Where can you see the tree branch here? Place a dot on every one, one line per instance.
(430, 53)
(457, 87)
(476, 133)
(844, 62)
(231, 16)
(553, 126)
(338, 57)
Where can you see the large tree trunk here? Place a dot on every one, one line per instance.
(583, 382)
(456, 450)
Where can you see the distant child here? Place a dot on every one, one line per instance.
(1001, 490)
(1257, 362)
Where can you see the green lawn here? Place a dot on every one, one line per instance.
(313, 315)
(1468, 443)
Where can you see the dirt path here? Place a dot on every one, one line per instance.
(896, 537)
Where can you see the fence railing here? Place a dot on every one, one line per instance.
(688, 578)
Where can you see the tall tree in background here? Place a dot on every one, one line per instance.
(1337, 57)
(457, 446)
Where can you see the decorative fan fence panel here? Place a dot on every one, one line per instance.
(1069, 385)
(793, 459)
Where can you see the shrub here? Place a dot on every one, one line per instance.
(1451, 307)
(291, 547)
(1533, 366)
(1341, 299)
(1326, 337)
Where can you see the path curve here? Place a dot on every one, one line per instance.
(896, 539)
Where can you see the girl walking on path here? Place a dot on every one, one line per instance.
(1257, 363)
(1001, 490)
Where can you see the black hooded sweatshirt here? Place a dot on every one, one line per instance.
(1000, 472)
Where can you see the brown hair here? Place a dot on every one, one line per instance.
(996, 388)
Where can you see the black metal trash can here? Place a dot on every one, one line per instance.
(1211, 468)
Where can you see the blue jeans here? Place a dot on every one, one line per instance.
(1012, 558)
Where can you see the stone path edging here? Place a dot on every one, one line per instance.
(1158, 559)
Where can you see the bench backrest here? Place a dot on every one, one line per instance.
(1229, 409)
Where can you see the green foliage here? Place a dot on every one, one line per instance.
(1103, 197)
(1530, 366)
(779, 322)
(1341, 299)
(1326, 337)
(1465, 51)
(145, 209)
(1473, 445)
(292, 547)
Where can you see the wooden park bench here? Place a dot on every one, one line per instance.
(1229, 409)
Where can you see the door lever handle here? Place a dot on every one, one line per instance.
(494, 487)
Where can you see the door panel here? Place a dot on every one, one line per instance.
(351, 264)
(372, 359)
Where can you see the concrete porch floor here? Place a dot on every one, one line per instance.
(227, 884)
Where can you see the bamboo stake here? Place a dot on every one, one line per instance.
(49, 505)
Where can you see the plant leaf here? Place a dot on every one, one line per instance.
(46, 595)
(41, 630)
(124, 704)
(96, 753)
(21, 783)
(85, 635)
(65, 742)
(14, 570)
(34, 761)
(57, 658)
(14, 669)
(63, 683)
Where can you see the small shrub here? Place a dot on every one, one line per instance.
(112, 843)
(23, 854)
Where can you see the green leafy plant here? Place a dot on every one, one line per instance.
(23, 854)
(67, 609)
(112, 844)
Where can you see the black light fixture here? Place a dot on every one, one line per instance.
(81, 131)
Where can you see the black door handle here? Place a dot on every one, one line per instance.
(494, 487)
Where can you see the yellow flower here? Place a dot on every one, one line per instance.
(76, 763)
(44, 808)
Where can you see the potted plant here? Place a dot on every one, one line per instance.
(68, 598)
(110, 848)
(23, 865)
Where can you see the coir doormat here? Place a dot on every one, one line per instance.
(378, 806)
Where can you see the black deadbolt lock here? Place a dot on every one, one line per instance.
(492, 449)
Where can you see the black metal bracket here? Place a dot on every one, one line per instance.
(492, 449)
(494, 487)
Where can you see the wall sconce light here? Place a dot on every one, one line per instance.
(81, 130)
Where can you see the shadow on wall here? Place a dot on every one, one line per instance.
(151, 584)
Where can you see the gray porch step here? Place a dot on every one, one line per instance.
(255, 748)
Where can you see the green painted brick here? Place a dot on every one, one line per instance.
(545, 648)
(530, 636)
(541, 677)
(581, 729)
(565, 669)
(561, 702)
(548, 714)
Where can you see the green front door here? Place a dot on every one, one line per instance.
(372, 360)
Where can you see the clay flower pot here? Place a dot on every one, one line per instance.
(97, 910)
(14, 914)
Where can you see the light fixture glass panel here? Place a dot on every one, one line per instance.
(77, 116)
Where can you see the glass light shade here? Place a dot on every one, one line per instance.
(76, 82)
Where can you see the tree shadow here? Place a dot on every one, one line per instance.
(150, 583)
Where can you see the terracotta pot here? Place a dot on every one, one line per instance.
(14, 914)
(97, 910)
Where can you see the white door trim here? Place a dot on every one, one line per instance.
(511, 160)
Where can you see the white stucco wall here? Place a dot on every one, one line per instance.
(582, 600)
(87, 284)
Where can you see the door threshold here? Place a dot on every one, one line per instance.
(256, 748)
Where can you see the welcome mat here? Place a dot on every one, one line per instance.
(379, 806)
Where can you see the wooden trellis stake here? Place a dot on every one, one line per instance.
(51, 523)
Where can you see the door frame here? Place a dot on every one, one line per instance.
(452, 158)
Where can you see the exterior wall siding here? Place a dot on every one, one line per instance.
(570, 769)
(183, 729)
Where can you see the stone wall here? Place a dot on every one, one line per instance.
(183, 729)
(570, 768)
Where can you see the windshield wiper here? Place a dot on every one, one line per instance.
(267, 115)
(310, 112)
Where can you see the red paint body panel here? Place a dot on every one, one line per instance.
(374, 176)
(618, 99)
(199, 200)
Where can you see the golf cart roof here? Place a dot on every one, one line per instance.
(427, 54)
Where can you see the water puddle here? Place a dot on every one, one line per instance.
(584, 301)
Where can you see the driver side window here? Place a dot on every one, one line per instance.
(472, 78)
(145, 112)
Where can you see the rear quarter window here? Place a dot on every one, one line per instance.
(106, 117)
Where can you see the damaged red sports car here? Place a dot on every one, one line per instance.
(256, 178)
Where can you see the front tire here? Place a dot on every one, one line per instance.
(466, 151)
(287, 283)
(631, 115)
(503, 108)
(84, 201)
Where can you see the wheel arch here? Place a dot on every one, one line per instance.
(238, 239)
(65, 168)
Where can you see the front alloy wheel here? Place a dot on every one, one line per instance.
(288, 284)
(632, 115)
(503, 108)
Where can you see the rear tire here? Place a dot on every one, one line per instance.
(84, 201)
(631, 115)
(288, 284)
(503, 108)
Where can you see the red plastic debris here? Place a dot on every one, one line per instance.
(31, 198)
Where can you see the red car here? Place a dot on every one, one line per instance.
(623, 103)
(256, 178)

- [Problem to solve]: Restate the material above word for word, leaving nothing out.

- [Result]:
Where can you see the tree branch here? Place a dot on every one, one line per instance.
(430, 53)
(457, 87)
(476, 133)
(844, 62)
(231, 16)
(553, 126)
(338, 57)
Where can you see the large tree trunk here? Place a dot on every one, one line per instance.
(583, 382)
(456, 450)
Where can you see the distant child here? Place a dot on every one, one line per instance.
(1001, 490)
(1257, 362)
Where can you see the green lawn here? Place a dot on every one, one line per instance.
(313, 315)
(1468, 443)
Where can you see the dirt path here? Place a dot on every one, one line per instance.
(896, 537)
Where can you see the fence railing here? Place a dot on every one, one line per instance.
(688, 578)
Where can you see the tall tree in background here? Place a dot on every one, one line per instance.
(1337, 57)
(457, 446)
Where can you see the decorative fan fence panel here? Place a dot on every one, one line per instance.
(1069, 385)
(793, 459)
Where can you see the shrub here? Place a dot on every one, one line per instance.
(1451, 307)
(291, 547)
(1533, 366)
(1341, 299)
(1326, 337)
Where can you see the path curve here? Place a dot on every one, one line per instance.
(896, 539)
Where can you see the girl walking on path here? Place a dot on every one, one line per instance.
(1257, 363)
(1001, 490)
Where can you see the black hooded sweatshirt here? Place a dot on every one, one line per instance.
(1000, 472)
Where can you see the brown hair here? Place a dot on every one, one line per instance.
(996, 388)
Where can you see the black metal trash can here? Place a dot on every one, one line per instance.
(1211, 468)
Where can you see the blue jeans here? Place a dot on every one, one line per instance.
(1012, 558)
Where can you see the stone path edging here? Place a dot on every one, one line per instance.
(1158, 559)
Where can you see the bench backrest here? Place a dot on every one, one line per instance.
(1229, 409)
Where can you see the green foliage here? Place a dot on every one, one line per instance.
(1103, 197)
(1530, 366)
(779, 322)
(1341, 299)
(1326, 337)
(1465, 51)
(145, 209)
(1473, 445)
(292, 547)
Where can you see the wooden park bench here? Place a dot on every one, one line per instance.
(1229, 409)
Where can you see the door lever handle here? Place a dot on every one, one line per instance.
(494, 487)
Where can you see the door panel here? Place a dot on every one, one line per instance.
(351, 264)
(372, 359)
Where can you see the concrete porch floor here? Place a dot on every one, one line per instance.
(227, 884)
Where can you see the bamboo stake here? Place a dot on every one, one line per instance.
(49, 505)
Where can you see the plant leaf here? Place a dot on every one, one line per instance.
(46, 595)
(41, 630)
(124, 704)
(96, 753)
(21, 783)
(85, 635)
(65, 742)
(14, 570)
(34, 761)
(57, 658)
(14, 669)
(63, 683)
Where can you see the small shrub here? Place a dot on every one, one line per instance.
(112, 843)
(23, 854)
Where can you see the green leafy plant here? Place a dot on every one, one line per instance.
(23, 854)
(67, 609)
(112, 844)
Where can you see the black light fixture here? Place a dot on every one, one line per instance.
(81, 131)
Where can you see the black door handle here? Place a dot on every one, one line per instance.
(494, 487)
Where can you see the yellow flower here? Place a dot on every one, one line per instance.
(76, 763)
(44, 808)
Where can you see the potted plant here? Place a dot on every one, one line per instance.
(68, 598)
(110, 848)
(23, 865)
Where can you see the coir doormat here? Place a dot on every one, one line per instance.
(378, 806)
Where can you see the black deadbolt lock here? Place a dot on every one, one line per instance.
(492, 449)
Where can you see the black metal bracket here? Place a dot on every one, one line per instance.
(492, 449)
(494, 487)
Where can you see the wall sconce light here? Place a dot on every one, one line per instance.
(81, 130)
Where can you see the shadow on wall here? Place a dot on every one, one line per instance.
(151, 584)
Where can you see the gray porch step here? Place a dot on every one, one line per instance.
(255, 748)
Where can you see the green painted brick here? Place a dot on every one, one line per instance.
(545, 648)
(530, 636)
(541, 677)
(581, 729)
(565, 669)
(561, 702)
(548, 714)
Where can you see the green front door here? Place a dot on every one, one line per instance.
(372, 360)
Where can you see the clay flower pot here? Place a dot on every one, one line per instance.
(97, 910)
(14, 914)
Where can you see the light fixture glass panel here? Place a dot on every one, one line per instance.
(77, 116)
Where can you see the glass light shade here? Place a dot on every one, one line per instance.
(76, 82)
Where can you see the tree shadow here? Place a dot on every one, one line per instance.
(150, 583)
Where can you see the terracotta pot here? Place a dot on every one, one line per instance.
(14, 914)
(97, 910)
Where can you see the white door trim here? Place a dot on every one, one line per instance.
(511, 160)
Where can you see the white stucco wall here? Place a dot on every one, one line per instance.
(582, 600)
(87, 284)
Where can you see the door threshold here? Place a dot on every one, one line per instance.
(256, 748)
Where can you see the welcome mat here? Place a dot on every one, one line per instance.
(379, 806)
Where can you see the wooden trellis stake here? Place a dot on every one, one line per instance.
(51, 523)
Where can you see the door frame here? Place a dot on every one, one line per instance.
(452, 158)
Where can you see the exterior wall siding here? Place a dot on every one, one line per instance.
(570, 769)
(183, 729)
Where can you see the stone wall here? Place a dot on every one, one line per instance.
(183, 729)
(570, 768)
Where can you see the windshield wiper here? Place a dot on every one, one line per instance.
(267, 115)
(310, 112)
Where can you see the red paint body panel here? Place a dot on every one, one line per instance.
(374, 176)
(618, 99)
(199, 200)
Where can you see the golf cart roof here? Place a dot on every one, one line per instance.
(427, 54)
Where can you see the water puddle here? Place a dot on every one, one line per instance.
(584, 301)
Where can you see the driver side window here? Place a dot on every one, one line per instance.
(472, 78)
(145, 112)
Where can you see the rear quarter window here? Place a dot on every one, one line per instance.
(106, 117)
Where can you see the damaged red sports car here? Place a dot on every one, one line per instance.
(256, 178)
Where can you see the front tire here? Place a dot on every one, one line per instance.
(466, 151)
(287, 283)
(631, 115)
(503, 108)
(84, 201)
Where can you see the wheel arch here? Place a dot on every one, one line per instance.
(238, 239)
(65, 168)
Where can you see the front alloy wheel here? Place a dot on every one, one line per instance.
(288, 284)
(632, 115)
(503, 108)
Where can you see the rear tire here? Place a dot on every one, one line per instance.
(84, 201)
(631, 115)
(288, 284)
(503, 108)
Where can you see the red plastic debris here? Place a dot on every one, one line per instance.
(31, 198)
Where can you see the red car here? Place a dot on every one, one line per instance.
(623, 103)
(256, 178)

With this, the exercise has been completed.